■ **Direction**
Could you reproduce only the material starting at the line containing "Target: cat's ear" and ending at the last line, requests included, with every answer coordinate scaled by 0.45 and rounded to a whole number, halves up?
▽
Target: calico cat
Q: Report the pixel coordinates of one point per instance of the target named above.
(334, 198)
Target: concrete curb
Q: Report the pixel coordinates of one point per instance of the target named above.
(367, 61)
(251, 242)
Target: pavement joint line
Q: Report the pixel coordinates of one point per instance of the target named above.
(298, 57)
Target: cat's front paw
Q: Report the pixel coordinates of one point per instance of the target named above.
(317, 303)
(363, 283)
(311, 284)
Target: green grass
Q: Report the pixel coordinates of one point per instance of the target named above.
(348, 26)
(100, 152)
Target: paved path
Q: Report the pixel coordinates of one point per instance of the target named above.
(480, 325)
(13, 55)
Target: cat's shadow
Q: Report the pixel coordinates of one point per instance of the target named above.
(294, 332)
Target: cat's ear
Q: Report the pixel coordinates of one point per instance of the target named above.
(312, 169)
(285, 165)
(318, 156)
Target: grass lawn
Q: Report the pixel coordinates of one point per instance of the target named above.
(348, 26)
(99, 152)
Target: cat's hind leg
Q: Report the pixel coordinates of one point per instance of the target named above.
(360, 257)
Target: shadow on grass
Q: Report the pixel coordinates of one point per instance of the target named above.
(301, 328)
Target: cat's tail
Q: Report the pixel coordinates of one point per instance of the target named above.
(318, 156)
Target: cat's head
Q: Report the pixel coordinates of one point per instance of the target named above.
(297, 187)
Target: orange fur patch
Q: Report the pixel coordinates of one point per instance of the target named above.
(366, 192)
△
■ **Written answer**
Target: cat's ear
Q: Report the pixel coordinates of one point per instance of the target named above.
(140, 76)
(128, 74)
(143, 70)
Target: grass lawn
Q: Report the pixel coordinates of one point per instance of the target named above.
(157, 12)
(45, 68)
Target: cat's hind leg
Q: Report the pixel coordinates of one point per instance of the target named above.
(162, 116)
Target: shadow on grass
Q: Report the pixel coordinates of one point per instance of the target named above.
(135, 148)
Target: cat's tail
Q: Report the pixel coordinates of one point per instance of the target named above.
(143, 70)
Target: cat's head
Q: Report the pixel coordinates of one point per instance of the target named above.
(134, 84)
Target: orange fur patch
Q: Report the pixel coordinates of one point per instance of the target named above.
(165, 86)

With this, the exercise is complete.